(Yapılacak işlemler)
a: Davalı vekilinin cevap dilekçesine ilişkin alıntıya göre, dava dilekçesinde emtianın teslim tarihi olarak hangi tarih belirtilmiştir?
b: Davalı vekilinin cevap dilekçesine ilişkin alıntıyı kaldığı yerden sürdürün.

(Kaynak metinden alıntı)
%%

Davalı vekili cevap dilekçesinde özetle; davacı tarafın dava dilekçesinde—- ettiği ancak kendilerine tebliğ edilmeyen ve —- sunulmayan birtakım — dayandığını, HMK 223. Maddedine göre, —yazılmış belgeye dayanan tarafın bu belgelerin tercümesini de mahkemeye sunmak zorunda olduğunun düzenlendiğini, davacı tarafça kısmi tercümeler sunulmuşsa da hükme göre, yabancı dilde yazılı olan belgelerin usulüne uygun onaylı —dosyaya sunulmamış olmasına itiraz ettiklerini, davacı tarafın dava dilekçesinde belirttiği hiçbir delil, müvekkil şirkete tebliğ edilmediğini, öncelikle davacı tarafa eksik olan hususların tamamlattırılmasını aksi halde davanın HMK’da düzenlenen dava dilekçesinde zorunlu olarak bulunması gereken hususların verilen süreye rağmen tamamlanmaması sebebi ile davanın usulden reddine karar verilmesini talep ettiklerini, davacının öncelikle, emtia üzerindeki menfaatini ve aktif husumet ehliyetini ispatlaması gerektiğini, aksi halde davanın aktif husumet yokluğu nedeniyle de re’sen reddi gerektiğini, dava konusu talebin zamanaşımına uğradığını, CMR Konvansiyonunun 32.Maddesinde “Bu sözleşme gereğince yapılan taşımalarda doğacak davaların bir yıl içinde açılması gerekir. Ancak, bilerek kötü hareket veya mahkeme tarafından bilerek kötü hareket olarak kabul edilen kusurlarda bu süre üç yıldır ve şu tarihlerde başlar.: a) Teslimde kısmi kayıp hasar veya gecikmelerde, teslim tarihinden itibaren” şeklinde öngörülen 1 yıl geçirildikten sonra işbu dava ikame edildiğini, dava dilekçesi emtianın 04.12.2019 tarihinde teslim edildiğinin belirtildiğini, huzurdaki alacak davasının ise 09.03.2021 tarihinde ikame edildiğini, Huzurdaki davanın 1 yıllık süreden çok sonra açılmış olması ile zamanaşımına uğradığını, bu nedenlerle dava konusu iddia edilen hasardan müvekkil şirketin sorumluluğu bulunmadığından davanın reddine, davacı aleyhine kötü niyet tazminatına hükmedilmesine, yargılama giderleri ile vekalet ücretinin davacı tarafa yükletilmesine karar verilmesini talep etmiştir.

%%

(Kayıt listesi)
%%

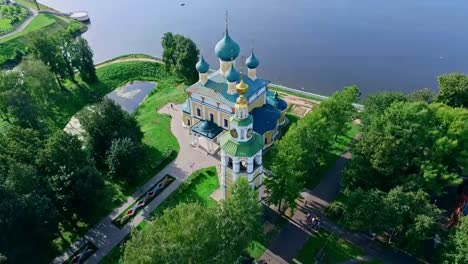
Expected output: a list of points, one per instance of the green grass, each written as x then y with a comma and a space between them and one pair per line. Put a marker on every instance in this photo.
32, 5
197, 188
278, 89
161, 146
17, 42
5, 25
129, 56
338, 148
336, 249
39, 22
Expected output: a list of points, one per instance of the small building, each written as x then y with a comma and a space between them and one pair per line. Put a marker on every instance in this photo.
236, 114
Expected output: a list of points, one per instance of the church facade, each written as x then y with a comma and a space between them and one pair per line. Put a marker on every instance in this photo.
234, 114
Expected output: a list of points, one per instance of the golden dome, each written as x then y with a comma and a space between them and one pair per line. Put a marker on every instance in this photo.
241, 102
242, 87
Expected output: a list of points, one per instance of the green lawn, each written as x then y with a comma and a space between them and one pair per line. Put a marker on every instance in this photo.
17, 42
160, 145
197, 188
336, 250
32, 5
275, 88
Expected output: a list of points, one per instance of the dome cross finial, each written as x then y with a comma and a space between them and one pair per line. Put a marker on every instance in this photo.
226, 21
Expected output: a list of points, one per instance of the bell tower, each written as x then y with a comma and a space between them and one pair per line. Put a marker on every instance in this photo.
241, 147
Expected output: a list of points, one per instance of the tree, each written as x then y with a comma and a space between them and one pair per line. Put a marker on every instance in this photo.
104, 123
288, 172
423, 95
339, 110
456, 248
82, 60
239, 221
75, 184
16, 104
123, 159
185, 234
180, 56
29, 223
191, 233
409, 217
39, 82
169, 45
453, 89
406, 145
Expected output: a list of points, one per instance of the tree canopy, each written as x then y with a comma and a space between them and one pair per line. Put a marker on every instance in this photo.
180, 56
106, 122
453, 89
191, 233
456, 247
411, 144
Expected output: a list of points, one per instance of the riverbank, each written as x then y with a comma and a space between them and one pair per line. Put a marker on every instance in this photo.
13, 46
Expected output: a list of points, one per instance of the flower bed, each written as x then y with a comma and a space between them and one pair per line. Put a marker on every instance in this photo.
144, 200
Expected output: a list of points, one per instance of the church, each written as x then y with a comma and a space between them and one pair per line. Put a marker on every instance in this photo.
235, 114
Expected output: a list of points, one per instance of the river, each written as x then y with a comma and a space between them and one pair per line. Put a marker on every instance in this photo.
316, 45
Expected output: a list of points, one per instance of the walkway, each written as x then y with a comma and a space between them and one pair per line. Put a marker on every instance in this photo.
106, 235
25, 23
289, 241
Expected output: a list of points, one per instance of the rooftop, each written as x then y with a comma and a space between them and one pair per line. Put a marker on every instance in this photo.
241, 149
216, 88
265, 118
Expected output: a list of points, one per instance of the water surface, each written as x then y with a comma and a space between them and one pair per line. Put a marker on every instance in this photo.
318, 45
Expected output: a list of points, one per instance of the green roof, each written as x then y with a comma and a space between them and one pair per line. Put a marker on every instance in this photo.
241, 149
241, 122
216, 88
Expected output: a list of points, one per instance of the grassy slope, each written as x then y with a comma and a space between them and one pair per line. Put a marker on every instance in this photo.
17, 41
32, 5
197, 188
159, 142
336, 250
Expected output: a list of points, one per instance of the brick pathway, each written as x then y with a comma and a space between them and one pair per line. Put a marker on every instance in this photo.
106, 235
290, 240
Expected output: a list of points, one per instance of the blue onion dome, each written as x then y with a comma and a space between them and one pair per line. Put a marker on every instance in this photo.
227, 49
202, 66
232, 75
252, 61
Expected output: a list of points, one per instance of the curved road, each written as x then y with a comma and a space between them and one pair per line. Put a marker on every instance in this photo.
25, 23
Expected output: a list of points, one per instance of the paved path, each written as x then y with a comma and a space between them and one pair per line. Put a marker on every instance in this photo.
106, 235
289, 241
127, 60
25, 23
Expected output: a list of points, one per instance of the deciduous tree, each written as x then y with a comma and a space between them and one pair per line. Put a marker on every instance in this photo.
104, 123
180, 56
123, 159
75, 184
453, 89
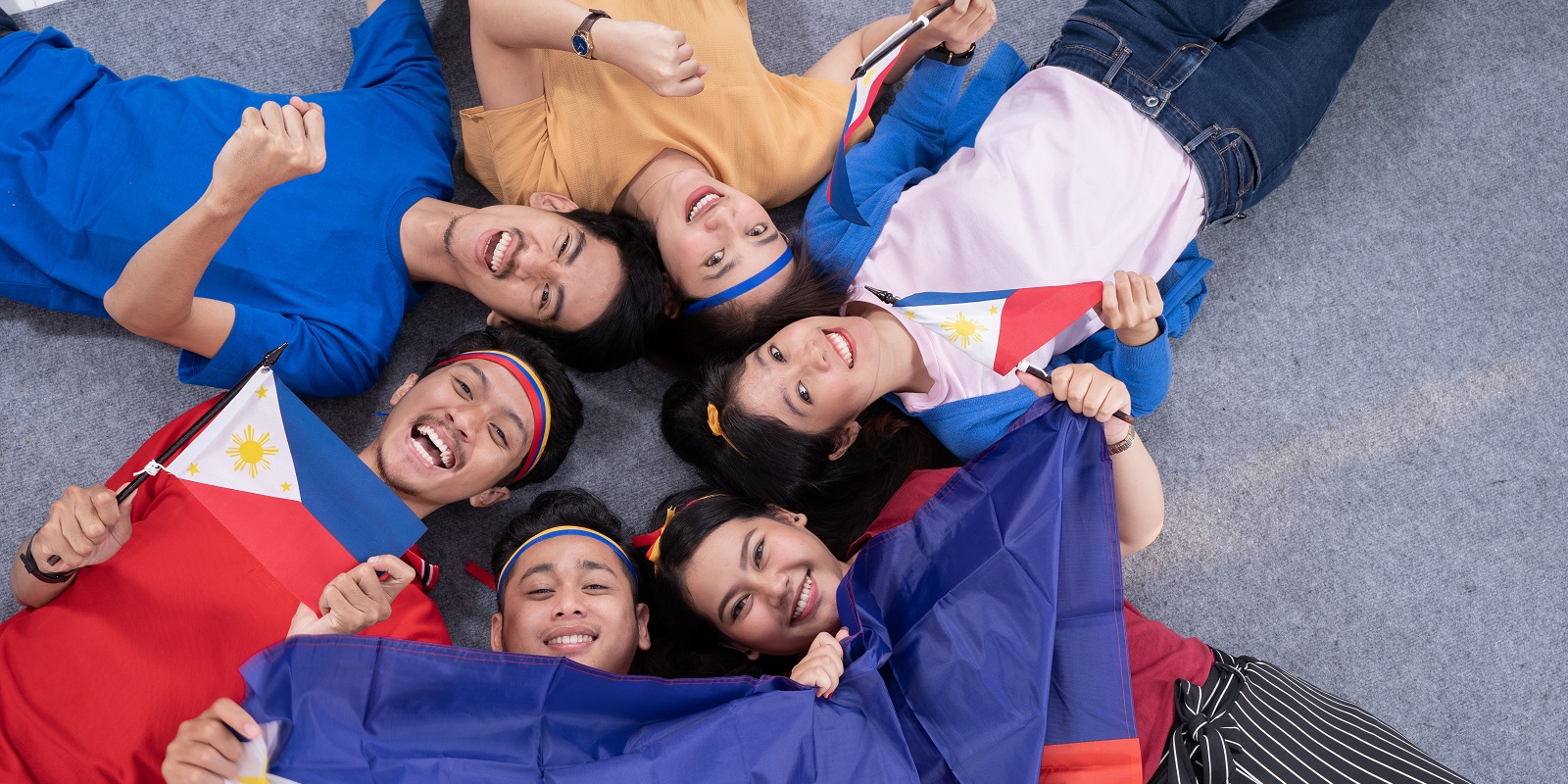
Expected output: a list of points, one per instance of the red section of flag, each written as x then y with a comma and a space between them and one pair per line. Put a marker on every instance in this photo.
1034, 316
286, 538
1092, 762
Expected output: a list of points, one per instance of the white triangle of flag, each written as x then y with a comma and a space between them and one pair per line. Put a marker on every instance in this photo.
245, 446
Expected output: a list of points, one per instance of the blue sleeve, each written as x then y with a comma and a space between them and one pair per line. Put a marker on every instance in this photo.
320, 361
1145, 368
394, 49
908, 141
969, 425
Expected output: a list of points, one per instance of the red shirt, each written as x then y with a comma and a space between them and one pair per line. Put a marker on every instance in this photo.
94, 684
1156, 656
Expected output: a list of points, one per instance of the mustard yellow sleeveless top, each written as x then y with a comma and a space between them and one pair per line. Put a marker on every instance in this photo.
598, 125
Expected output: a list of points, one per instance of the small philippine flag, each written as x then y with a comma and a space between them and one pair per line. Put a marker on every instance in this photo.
300, 501
866, 88
1001, 328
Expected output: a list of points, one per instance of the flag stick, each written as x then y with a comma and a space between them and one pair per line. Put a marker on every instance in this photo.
141, 475
1026, 368
911, 27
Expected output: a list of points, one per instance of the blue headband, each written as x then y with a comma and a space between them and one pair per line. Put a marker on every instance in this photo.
744, 286
564, 530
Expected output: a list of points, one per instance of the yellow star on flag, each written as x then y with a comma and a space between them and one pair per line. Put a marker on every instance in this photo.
963, 331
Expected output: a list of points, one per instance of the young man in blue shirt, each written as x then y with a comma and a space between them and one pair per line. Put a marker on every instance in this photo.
138, 200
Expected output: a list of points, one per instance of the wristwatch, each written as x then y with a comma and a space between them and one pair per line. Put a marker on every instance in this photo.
941, 54
582, 39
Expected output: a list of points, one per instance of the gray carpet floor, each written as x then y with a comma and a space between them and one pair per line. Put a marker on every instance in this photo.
1363, 444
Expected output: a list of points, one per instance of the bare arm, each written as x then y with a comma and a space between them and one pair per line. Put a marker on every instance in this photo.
956, 28
85, 527
156, 294
1141, 496
509, 35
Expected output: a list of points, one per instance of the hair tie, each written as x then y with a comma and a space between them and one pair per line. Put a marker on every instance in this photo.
718, 428
670, 514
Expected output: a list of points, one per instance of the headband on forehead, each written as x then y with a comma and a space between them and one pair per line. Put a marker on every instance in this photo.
538, 402
744, 286
564, 530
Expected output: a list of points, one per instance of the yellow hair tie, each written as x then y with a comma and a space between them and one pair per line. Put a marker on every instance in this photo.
718, 430
670, 514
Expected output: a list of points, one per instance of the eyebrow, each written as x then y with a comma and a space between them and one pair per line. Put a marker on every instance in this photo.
512, 415
745, 545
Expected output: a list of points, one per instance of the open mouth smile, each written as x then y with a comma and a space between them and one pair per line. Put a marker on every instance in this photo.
498, 251
700, 201
433, 446
841, 342
807, 601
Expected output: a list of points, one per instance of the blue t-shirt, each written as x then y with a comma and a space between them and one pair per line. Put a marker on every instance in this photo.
93, 167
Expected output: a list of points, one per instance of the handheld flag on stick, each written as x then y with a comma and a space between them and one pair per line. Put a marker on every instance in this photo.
289, 491
867, 82
987, 645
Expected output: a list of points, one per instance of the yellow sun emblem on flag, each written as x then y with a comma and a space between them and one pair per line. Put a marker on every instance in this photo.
963, 331
250, 452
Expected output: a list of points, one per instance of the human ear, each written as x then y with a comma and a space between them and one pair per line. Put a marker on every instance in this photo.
844, 439
642, 627
408, 383
551, 201
490, 498
671, 298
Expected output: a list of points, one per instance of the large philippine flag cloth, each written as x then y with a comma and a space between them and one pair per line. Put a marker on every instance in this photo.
1001, 328
987, 647
290, 491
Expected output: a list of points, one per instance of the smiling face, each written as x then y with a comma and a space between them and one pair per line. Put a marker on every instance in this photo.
532, 266
814, 375
571, 596
765, 584
712, 235
454, 435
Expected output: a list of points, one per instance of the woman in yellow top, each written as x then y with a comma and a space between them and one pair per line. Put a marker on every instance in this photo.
662, 110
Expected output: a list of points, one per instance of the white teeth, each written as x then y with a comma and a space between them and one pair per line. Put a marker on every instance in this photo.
501, 251
435, 438
805, 596
700, 204
843, 347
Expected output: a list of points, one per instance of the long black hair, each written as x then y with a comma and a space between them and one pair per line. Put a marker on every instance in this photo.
623, 331
765, 460
566, 408
686, 643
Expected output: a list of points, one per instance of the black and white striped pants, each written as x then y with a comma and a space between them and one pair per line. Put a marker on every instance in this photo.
1254, 723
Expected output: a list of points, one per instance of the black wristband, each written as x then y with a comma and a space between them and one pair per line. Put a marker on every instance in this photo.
31, 566
941, 54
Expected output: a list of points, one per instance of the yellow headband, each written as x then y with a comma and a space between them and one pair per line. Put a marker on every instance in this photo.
718, 430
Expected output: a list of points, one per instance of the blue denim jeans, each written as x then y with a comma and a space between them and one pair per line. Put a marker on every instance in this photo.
1243, 107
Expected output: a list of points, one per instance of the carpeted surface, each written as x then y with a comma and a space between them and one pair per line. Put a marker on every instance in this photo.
1363, 452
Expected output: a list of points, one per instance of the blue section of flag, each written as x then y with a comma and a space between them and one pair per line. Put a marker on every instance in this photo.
339, 491
982, 631
916, 300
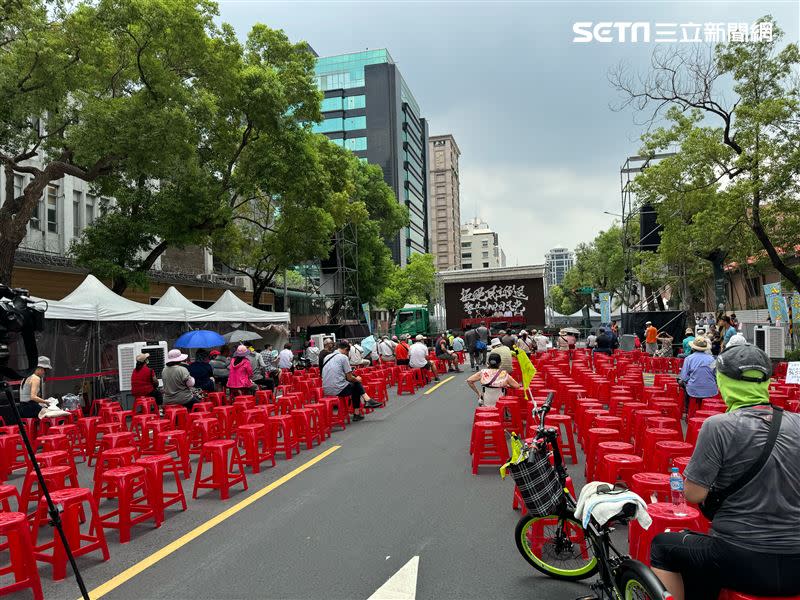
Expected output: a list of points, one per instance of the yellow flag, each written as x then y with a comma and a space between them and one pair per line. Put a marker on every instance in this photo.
526, 367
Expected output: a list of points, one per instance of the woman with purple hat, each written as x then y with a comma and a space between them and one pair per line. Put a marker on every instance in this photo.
178, 382
240, 373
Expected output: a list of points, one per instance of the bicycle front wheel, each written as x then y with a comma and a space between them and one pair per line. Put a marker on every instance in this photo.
556, 546
635, 581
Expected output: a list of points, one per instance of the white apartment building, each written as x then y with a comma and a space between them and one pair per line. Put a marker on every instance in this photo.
557, 261
480, 248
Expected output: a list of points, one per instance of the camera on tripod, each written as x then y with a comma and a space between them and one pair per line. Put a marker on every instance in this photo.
19, 314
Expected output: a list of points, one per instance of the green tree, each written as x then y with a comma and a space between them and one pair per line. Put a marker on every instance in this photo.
94, 89
732, 186
412, 284
247, 136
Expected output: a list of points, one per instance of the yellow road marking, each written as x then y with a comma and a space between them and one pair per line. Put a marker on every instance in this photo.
433, 389
134, 570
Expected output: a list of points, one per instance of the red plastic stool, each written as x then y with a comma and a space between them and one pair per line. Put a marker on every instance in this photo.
112, 458
14, 527
216, 451
202, 407
73, 435
594, 436
510, 415
284, 428
490, 445
256, 444
203, 430
567, 445
652, 436
652, 487
123, 483
620, 466
145, 404
226, 415
8, 491
334, 413
664, 519
321, 413
601, 451
13, 455
307, 427
406, 383
54, 477
216, 398
155, 466
178, 416
666, 451
71, 502
176, 441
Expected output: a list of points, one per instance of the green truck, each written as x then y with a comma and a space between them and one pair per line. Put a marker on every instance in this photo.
412, 319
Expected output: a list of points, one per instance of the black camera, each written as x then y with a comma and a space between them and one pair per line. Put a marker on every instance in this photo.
21, 315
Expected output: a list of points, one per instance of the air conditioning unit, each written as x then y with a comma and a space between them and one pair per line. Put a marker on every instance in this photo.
771, 340
318, 337
126, 360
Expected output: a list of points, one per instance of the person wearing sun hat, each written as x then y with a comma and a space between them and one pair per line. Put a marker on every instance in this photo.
178, 382
754, 544
31, 392
240, 372
697, 374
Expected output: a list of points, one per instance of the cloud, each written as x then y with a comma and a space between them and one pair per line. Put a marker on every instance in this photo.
534, 209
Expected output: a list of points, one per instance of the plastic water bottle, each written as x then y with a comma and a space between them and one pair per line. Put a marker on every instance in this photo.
676, 491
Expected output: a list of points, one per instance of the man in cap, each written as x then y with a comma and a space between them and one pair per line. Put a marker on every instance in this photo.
650, 338
753, 547
504, 352
418, 356
697, 375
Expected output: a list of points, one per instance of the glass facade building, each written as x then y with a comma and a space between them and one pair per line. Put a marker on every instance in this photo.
369, 109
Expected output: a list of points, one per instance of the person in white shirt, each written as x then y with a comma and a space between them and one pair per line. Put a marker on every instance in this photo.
357, 356
541, 342
418, 356
386, 349
286, 357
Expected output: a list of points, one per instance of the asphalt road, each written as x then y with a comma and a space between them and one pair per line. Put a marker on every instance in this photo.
399, 486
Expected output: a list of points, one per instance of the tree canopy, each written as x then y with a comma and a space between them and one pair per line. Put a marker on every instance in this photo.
730, 191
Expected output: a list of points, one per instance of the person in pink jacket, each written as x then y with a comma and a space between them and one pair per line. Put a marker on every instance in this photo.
240, 373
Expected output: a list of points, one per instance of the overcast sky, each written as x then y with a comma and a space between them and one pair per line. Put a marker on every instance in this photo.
540, 148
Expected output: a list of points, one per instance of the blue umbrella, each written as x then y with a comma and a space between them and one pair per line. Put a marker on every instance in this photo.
199, 339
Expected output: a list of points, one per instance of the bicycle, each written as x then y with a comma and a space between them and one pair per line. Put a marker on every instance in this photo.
559, 546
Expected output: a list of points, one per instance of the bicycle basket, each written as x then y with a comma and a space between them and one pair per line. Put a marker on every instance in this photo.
538, 483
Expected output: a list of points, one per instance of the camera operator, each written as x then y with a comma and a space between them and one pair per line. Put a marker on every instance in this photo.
31, 392
754, 543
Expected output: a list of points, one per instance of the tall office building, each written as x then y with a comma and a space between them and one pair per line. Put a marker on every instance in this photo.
445, 202
557, 261
480, 246
368, 108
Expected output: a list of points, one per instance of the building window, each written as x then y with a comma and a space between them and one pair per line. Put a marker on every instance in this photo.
353, 123
328, 125
90, 200
52, 209
356, 144
76, 214
353, 102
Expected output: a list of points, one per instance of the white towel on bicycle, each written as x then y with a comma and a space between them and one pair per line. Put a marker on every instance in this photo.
602, 505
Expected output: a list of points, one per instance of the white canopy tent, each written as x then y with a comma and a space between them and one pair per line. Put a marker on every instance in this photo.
236, 309
172, 298
93, 298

%%

(Görevlere göre yanıtlar)
a: 04.12.2019

b:
DELİLLERİN DEĞERLENDİRİLMESİ VE GEREKÇE :
Mahkememiz tarafından, deliller toplanılmış, ilgili belgeler ve icra dosyası celp edilerek dosya içerisine alınmıştır.
Mahkememiz tarafından, davacı vekili ve davalı vekilinin ortak sundukları ——havale tarihli feragat dilekçesi doğrultusunda dosya ve kapsamının incelenmesinde, gerekçenin usulüne uygun olarak tanzim edilmiş olduğu ve dosyada bulunan davacı vekaletnamesinde feragat yetkisi bulunduğu anlaşılmıştır.
Mahkememizce dosyanın incelenmesinde, taraf vekillerinin—— havale tarihli dilekçesi ile davadan feragat ettiği, 6100 sayılı HMK’nun 307, 309 ve 311 Maddeleri gereğince, taraf vekillerinin davadan feragat etmesi nedeniyle davadan feragatin kesin hüküm sonuçlarını doğuracağını tespit edilmekle, davacı yanın açtığı davanın feragat nedeniyle reddine ilişkin aşağıdaki gibi hüküm tesis etmek gerekmiştir.
HÜKÜM: Yukarıda izah edilen nedenlerle;
1-Davacı tarafından açılan davanın, 6100 sayılı HMK’nun 307, 309 ve 311 maddeleri gereğince feragat nedeniyle REDDİNE,
2-Harç peşin alındığından yeniden alınmasına YER OLMADIĞINA,
3-Davalı vekili vekalet ücreti talep etmediğini açıkça beyan ettiğinden, davalı lehine vekâlet ücreti takdirine YER OLMADIĞINA,
4-Davacı tarafından yapılan yargılama giderinin kendi üzerinde BIRAKILMASINA,
5-Davalı tarafından yapılan yargılama gideri bulunmadığından bu hususta KARAR VERİLMESİNE YER OLMADIĞINA,
6-Kullanılmayan gider avansının kararın kesinleşmesinden itibaren, 6100 sayılı HMK’nın 331/2 maddesi gereğince resen davacının bildireceği hesaba İADESİNE,
Dair tarafların yokluğunda dosya üzerinden yapılan inceleme sonucu iki haftalık süre içinde istinaf yolu açık olmak üzere karar verildi.